La France se dirige-t-elle vers un nouveau confinement ? Alors que plus de 52.000 cas ont été enregistrés ce dimanche en France, Karine Lacombe, cheffe du service infectiologie à l'hôpital Saint-Antoine (Paris), s'est montrée "inquiète" quant à la situation épidémique. Contrairement au mois de mars, où un plan blanc avait permis de soulager les hôpitaux de certaines interventions, "il y a toutes les autres pathologies à prendre en charge", en plus des patients Covid-19, a-t-elle rappelé sur LCI. En ce sens, "nous sommes plus inquiets qu'en mars".

La situation est désormais "hors de contrôle", soutient-elle, jugeant "le nombre de tests positifs [...] vraiment énorme". "A Paris, quasiment 20% des personnes dépistées sont positives", tandis que le taux de positivité atteint, ce dimanche, 17% en France, un record. "Actuellement, nous avons perdu la maîtrise" de l'épidémie.

Vers un reconfinement ? "Si on attend, on va souffrir"

Selon elle, le nombre de cas, le plus haut d'Europe, est d'ailleurs particulièrement sous-estimé. "Nous ne serions pas du tout étonnés s'il y avait, en réalité, deux fois plus de cas, puisque tout le monde ne se fait pas dépister, en particulier les personnes asymptomatiques", admet Karine Lacombe. "Elles représentent pourtant un réservoir important du virus, qui circule probablement beaucoup plus que ce que nous pouvons avoir comme reflet avec le dépistage actuel."

Face à la flambée des contaminations, les hôpitaux voient désormais débarquer de plus en plus de patients, ce qui laisse craindre une saturation dans les semaines à venir. Interrogée par Amélie Carrouër sur la possibilité d'un reconfinement pour éviter un scénario catastrophe, étape déjà franchie par plusieurs pays européens, Karine Lacombe n'a pas exclu cette possibilité, bien au contraire. "Nous allons voir comment résiste le système de soins", temporise-t-elle. "Mais en l'état, ce serait probablement la mesure qui aurait le plus d'impact sur la saturation du système de soins. Si on attend, on va souffrir."

# # # # #

Consigne
Pouvez-vous recopier intégralement et à l'identique l'article sur la situation épidémique en France ?

# # # # #

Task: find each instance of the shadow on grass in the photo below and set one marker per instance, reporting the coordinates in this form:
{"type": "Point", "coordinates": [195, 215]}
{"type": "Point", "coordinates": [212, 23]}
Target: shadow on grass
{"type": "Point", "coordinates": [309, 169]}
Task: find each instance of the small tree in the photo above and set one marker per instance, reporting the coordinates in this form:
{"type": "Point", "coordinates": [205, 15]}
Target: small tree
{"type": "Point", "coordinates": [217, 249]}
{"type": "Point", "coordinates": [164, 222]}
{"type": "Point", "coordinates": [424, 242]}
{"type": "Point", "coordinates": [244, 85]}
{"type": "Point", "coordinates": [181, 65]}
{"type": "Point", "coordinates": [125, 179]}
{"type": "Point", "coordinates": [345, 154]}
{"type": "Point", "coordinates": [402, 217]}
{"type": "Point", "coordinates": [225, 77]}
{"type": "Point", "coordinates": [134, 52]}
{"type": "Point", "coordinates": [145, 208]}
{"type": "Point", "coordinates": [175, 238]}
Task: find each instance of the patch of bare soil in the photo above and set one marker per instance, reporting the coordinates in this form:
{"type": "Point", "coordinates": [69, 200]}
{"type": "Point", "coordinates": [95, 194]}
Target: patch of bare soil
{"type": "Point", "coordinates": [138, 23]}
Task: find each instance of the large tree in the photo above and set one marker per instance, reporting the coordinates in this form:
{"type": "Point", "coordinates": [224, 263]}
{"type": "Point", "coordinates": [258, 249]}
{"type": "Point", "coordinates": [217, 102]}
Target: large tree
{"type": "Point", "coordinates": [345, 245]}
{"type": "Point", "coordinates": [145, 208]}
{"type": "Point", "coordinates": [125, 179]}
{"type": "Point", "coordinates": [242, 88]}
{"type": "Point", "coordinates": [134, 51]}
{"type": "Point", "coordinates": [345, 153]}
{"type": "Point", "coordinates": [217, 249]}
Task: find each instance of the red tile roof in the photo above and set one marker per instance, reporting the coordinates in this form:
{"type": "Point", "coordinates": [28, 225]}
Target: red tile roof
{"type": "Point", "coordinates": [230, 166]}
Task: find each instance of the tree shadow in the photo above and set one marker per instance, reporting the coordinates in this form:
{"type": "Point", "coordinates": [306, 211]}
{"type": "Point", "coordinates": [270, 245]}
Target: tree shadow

# # # # #

Réponse ci-dessous
La France se dirige-t-elle vers un nouveau confinement ? Alors que plus de 52.000 cas ont été enregistrés ce dimanche en France, Karine Lacombe, cheffe du service infectiologie à l'hôpital Saint-Antoine (Paris), s'est montrée "inquiète" quant à la situation épidémique. Contrairement au mois de mars, où un plan blanc avait permis de soulager les hôpitaux de certaines interventions, "il y a toutes les autres pathologies à prendre en charge", en plus des patients Covid-19, a-t-elle rappelé sur LCI. En ce sens, "nous sommes plus inquiets qu'en mars".

La situation est désormais "hors de contrôle", soutient-elle, jugeant "le nombre de tests positifs [...] vraiment énorme". "A Paris, quasiment 20% des personnes dépistées sont positives", tandis que le taux de positivité atteint, ce dimanche, 17% en France, un record. "Actuellement, nous avons perdu la maîtrise" de l'épidémie.

Vers un reconfinement ? "Si on attend, on va souffrir"

Selon elle, le nombre de cas, le plus haut d'Europe, est d'ailleurs particulièrement sous-estimé. "Nous ne serions pas du tout étonnés s'il y avait, en réalité, deux fois plus de cas, puisque tout le monde ne se fait pas dépister, en particulier les personnes asymptomatiques", admet Karine Lacombe. "Elles représentent pourtant un réservoir important du virus, qui circule probablement beaucoup plus que ce que nous pouvons avoir comme reflet avec le dépistage actuel."

Face à la flambée des contaminations, les hôpitaux voient désormais débarquer de plus en plus de patients, ce qui laisse craindre une saturation dans les semaines à venir. Interrogée par Amélie Carrouër sur la possibilité d'un reconfinement pour éviter un scénario catastrophe, étape déjà franchie par plusieurs pays européens, Karine Lacombe n'a pas exclu cette possibilité, bien au contraire. "Nous allons voir comment résiste le système de soins", temporise-t-elle. "Mais en l'état, ce serait probablement la mesure qui aurait le plus d'impact sur la saturation du système de soins. Si on attend, on va souffrir."